[Coordinate annotation records]
+ + + + + + +

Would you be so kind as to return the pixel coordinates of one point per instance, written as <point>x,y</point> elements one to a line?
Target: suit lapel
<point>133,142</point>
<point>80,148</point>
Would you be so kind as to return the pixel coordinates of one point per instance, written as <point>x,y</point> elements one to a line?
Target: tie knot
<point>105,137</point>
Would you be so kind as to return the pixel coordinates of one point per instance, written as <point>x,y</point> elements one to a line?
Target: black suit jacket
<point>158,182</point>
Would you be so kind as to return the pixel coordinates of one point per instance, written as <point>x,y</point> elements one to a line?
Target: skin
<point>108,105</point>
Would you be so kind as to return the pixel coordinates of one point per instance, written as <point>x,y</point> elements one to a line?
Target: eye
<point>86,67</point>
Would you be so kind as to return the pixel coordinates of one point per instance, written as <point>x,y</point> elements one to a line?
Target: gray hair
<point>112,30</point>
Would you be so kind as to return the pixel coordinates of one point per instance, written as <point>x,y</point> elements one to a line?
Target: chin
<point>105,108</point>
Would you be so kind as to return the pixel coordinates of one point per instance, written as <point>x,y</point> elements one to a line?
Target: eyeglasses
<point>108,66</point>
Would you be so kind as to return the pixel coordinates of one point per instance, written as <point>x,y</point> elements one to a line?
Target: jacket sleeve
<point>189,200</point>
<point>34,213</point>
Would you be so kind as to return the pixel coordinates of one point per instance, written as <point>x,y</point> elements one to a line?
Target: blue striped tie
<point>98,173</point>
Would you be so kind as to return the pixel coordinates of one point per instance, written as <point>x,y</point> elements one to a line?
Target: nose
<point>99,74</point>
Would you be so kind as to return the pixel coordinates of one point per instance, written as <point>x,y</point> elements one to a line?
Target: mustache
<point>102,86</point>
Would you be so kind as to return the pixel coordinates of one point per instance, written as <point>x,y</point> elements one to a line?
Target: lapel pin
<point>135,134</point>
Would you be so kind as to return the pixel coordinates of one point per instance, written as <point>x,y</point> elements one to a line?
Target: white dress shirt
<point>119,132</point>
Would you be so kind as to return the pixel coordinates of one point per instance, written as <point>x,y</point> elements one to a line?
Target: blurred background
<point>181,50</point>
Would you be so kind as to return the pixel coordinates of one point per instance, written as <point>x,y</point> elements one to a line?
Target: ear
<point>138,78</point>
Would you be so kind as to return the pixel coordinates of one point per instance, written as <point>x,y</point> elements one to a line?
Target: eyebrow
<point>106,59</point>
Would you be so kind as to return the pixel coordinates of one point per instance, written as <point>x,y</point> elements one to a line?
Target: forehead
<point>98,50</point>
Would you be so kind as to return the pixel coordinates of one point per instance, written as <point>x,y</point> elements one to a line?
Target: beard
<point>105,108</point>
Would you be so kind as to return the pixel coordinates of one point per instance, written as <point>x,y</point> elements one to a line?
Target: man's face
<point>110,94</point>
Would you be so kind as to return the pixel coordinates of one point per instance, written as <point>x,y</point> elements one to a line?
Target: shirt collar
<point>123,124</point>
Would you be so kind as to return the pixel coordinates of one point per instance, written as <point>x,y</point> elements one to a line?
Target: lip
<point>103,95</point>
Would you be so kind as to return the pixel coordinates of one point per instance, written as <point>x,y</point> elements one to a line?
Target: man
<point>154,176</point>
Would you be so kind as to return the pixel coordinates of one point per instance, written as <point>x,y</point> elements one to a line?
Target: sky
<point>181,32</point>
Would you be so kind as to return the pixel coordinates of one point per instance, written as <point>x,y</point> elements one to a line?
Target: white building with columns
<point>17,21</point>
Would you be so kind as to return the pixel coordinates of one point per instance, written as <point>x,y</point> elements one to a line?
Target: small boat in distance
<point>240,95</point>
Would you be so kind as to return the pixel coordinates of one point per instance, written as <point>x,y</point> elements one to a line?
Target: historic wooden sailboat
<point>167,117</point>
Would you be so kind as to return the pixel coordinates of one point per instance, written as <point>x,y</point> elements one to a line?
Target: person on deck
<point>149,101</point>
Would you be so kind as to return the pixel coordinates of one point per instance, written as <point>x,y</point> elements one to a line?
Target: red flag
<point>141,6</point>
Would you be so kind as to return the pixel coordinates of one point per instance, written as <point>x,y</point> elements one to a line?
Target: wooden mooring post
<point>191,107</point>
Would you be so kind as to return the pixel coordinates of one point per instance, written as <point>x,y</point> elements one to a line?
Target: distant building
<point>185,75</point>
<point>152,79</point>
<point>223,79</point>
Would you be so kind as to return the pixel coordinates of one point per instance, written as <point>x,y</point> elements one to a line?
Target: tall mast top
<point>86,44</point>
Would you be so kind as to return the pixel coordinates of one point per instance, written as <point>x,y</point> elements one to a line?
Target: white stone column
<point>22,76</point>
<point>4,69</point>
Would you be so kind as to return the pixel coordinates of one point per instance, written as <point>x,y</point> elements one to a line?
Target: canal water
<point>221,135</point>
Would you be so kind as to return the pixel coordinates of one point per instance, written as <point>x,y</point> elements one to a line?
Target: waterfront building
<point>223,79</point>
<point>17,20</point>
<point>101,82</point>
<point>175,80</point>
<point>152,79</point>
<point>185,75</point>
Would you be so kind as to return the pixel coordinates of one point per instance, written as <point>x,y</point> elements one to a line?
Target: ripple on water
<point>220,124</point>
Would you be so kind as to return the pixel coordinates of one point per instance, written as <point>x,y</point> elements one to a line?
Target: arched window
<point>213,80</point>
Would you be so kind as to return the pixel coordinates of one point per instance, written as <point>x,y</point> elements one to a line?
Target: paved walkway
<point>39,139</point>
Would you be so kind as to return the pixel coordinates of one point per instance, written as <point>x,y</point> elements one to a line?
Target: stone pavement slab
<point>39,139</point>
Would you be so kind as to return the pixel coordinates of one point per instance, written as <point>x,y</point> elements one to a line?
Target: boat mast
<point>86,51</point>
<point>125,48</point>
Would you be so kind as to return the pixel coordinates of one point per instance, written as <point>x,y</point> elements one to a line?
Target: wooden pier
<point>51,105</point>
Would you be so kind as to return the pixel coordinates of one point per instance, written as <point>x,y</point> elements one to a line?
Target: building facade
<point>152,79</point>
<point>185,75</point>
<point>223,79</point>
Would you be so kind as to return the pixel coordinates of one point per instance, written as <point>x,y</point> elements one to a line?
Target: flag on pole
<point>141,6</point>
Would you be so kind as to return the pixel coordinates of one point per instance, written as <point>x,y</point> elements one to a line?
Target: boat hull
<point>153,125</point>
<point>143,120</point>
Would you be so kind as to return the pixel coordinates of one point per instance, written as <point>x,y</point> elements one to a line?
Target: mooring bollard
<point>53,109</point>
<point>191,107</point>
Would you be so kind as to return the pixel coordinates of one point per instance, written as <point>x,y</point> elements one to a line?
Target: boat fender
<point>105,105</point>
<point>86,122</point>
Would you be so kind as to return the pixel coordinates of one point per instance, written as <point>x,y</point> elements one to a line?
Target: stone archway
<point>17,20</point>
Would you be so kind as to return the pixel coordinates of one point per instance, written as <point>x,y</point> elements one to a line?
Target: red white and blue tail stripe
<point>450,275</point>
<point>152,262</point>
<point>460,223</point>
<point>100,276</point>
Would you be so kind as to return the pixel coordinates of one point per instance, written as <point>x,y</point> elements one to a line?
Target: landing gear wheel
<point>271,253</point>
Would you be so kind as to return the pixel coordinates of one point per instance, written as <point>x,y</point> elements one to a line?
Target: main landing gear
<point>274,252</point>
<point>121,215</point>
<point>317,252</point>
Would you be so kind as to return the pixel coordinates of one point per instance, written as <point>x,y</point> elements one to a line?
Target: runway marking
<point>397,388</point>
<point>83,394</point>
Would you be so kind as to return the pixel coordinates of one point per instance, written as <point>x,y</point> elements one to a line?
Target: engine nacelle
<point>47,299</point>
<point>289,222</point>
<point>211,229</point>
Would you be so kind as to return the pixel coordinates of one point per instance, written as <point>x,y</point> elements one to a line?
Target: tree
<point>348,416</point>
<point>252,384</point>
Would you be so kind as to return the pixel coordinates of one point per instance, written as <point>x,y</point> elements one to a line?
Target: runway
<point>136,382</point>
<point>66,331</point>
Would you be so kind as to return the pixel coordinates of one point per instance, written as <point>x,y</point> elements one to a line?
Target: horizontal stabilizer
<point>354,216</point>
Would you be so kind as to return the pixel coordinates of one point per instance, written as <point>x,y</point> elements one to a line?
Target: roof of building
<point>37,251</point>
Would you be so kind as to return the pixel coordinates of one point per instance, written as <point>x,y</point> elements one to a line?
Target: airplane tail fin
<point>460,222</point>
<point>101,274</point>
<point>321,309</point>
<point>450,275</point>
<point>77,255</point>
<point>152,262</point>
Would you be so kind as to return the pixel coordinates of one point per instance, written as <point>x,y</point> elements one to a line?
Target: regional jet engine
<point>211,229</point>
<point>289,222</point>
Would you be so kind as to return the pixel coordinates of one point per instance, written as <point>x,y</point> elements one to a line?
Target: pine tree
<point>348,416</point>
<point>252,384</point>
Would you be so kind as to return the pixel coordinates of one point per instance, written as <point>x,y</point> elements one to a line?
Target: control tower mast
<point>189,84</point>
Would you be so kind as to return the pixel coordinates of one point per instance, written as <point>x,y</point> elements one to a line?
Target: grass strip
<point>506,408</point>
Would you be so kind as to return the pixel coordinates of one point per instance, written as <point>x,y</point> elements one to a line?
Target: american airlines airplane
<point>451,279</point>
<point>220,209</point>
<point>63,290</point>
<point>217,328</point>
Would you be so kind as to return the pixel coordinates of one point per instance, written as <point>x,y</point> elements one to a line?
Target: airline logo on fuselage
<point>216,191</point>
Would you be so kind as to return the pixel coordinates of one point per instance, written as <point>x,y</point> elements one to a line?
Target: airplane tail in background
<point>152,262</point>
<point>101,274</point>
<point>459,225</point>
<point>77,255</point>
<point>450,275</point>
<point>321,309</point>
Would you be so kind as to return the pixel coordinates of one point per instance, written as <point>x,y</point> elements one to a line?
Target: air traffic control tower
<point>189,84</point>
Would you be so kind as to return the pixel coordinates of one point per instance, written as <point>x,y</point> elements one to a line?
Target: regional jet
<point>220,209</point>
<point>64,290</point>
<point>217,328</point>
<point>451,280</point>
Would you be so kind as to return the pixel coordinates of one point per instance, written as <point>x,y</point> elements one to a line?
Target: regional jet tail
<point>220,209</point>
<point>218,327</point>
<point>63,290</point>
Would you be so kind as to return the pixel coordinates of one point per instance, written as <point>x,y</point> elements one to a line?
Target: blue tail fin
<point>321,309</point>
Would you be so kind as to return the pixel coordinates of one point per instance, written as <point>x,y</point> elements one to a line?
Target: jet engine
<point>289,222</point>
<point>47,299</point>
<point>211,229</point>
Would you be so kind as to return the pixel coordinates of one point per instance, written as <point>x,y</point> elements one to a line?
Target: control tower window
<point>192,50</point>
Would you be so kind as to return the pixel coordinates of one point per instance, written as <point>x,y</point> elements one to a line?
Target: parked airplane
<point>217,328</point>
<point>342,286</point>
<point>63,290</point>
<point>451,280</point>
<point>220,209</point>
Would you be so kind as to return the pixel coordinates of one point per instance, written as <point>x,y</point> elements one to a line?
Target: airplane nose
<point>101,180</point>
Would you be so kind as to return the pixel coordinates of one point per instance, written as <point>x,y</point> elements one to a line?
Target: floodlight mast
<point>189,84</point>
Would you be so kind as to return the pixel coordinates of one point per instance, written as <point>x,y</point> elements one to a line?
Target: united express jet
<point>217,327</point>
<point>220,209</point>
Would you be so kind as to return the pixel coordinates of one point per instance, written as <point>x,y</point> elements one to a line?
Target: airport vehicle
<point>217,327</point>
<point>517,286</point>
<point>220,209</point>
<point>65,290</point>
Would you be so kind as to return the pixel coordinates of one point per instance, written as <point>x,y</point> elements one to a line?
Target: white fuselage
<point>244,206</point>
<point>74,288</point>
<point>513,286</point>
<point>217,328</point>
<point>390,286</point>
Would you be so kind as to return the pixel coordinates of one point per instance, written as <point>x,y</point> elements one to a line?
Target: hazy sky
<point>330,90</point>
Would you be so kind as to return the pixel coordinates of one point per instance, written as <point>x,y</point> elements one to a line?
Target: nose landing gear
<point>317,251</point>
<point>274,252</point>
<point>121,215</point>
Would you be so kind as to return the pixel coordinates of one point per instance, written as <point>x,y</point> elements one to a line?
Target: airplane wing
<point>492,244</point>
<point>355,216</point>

+ + + + + + +

Reproduce the records word for word, starting at their first line and ending at the line that contains "<point>105,137</point>". Include both of those lines.

◆ Written reply ◆
Would you be so kind as to return the pixel coordinates of one point per instance, written as <point>x,y</point> elements one to a line?
Target: suit lapel
<point>133,142</point>
<point>80,148</point>
Would you be so kind as to return the pixel coordinates of one point per instance, written as <point>x,y</point> elements one to a line?
Target: tie knot
<point>105,137</point>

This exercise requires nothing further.